• Votre objectif:
Répondez à ces trois questions d'après l'extrait source, placé plus bas.
1. Quelle fraction de l'œuvre est-on exhorté à retrancher ?
2. À quel intervalle la ligne perforée doit-elle revenir sur le papier de riz ?
3. Dans quelle enseigne la prochaine œuvre doit-elle être vendue ?

Reavey a écrit en joignant une lettre de Greensletcassepiedsetcompagnie. On m’exhorte à faire l’ablation de 33,3%, fraction éternellement périodique, de mon œuvre. J’ai eu l’idée d’un meilleur plan. Prendre tous les 500e mots, poncturer soigneusement et publier un poème en prose dans le Paris Daily Mail. Puis publier le reste en édition séparée et privée, avec un avertissement de Geoffrey, comme les délires d’un schizoïde, ou en feuilleton, dans le Zeitschrift für Kitsch. Ma prochaine œuvre sera sur du papier de riz enroulé autour d’une bobine, avec une ligne perforée tous les quinze centimètres et en vente chez Boots. La longueur de chaque chapitre sera soigneusement calculée pour laisser libre mouvement à l’utilisateur moyen. Et avec chaque exemplaire un échantillon gratuit de quelque laxatif pour promouvoir les ventes. Les Bouquins Beckett pour vos Boyaux, Jesus in péto. Vendu en papier impérissable. Des rouleaux en duvet de chardon. Tous les bords désinfectés. 1 000 occasions de s’essuyer en rigolant un bon coup. Également en braille pour le prurit anal. Tout en Sturm et pas de Drang. (p. 444)

Extraits d'un jeu de données d'annotation de lieux:
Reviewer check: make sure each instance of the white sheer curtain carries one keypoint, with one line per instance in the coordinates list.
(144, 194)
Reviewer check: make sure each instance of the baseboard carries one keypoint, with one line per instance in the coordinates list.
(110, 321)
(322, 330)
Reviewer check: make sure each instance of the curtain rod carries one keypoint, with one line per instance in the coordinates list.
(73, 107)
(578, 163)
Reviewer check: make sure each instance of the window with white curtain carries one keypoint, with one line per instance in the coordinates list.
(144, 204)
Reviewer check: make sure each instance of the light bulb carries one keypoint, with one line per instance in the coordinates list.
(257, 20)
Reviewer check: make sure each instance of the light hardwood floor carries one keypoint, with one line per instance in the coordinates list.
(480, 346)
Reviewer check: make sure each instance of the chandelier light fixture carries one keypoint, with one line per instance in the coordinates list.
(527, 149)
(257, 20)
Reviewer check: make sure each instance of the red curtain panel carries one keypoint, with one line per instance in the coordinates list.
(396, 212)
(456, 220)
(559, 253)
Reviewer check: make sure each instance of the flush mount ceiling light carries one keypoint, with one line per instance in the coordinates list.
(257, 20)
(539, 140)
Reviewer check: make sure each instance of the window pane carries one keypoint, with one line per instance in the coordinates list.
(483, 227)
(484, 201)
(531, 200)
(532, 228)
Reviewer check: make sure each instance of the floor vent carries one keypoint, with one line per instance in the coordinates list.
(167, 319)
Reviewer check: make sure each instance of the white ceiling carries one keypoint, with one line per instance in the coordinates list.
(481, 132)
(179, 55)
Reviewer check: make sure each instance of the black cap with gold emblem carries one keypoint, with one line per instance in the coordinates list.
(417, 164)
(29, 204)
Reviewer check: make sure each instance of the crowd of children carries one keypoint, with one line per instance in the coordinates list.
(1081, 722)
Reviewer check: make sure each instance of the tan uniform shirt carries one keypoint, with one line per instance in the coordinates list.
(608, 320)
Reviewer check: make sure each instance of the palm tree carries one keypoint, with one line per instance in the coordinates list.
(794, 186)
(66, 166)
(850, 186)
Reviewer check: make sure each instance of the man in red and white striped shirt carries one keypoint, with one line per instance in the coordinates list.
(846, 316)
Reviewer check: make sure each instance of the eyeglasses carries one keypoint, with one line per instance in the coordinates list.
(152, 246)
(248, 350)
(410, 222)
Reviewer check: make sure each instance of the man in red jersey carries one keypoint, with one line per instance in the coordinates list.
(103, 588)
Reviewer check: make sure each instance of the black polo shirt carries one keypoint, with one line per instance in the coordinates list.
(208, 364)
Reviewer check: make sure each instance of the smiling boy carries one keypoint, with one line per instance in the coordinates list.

• Solution proposée:
1. 33,3 %.
2. Tous les quinze centimètres.
3. Chez Boots.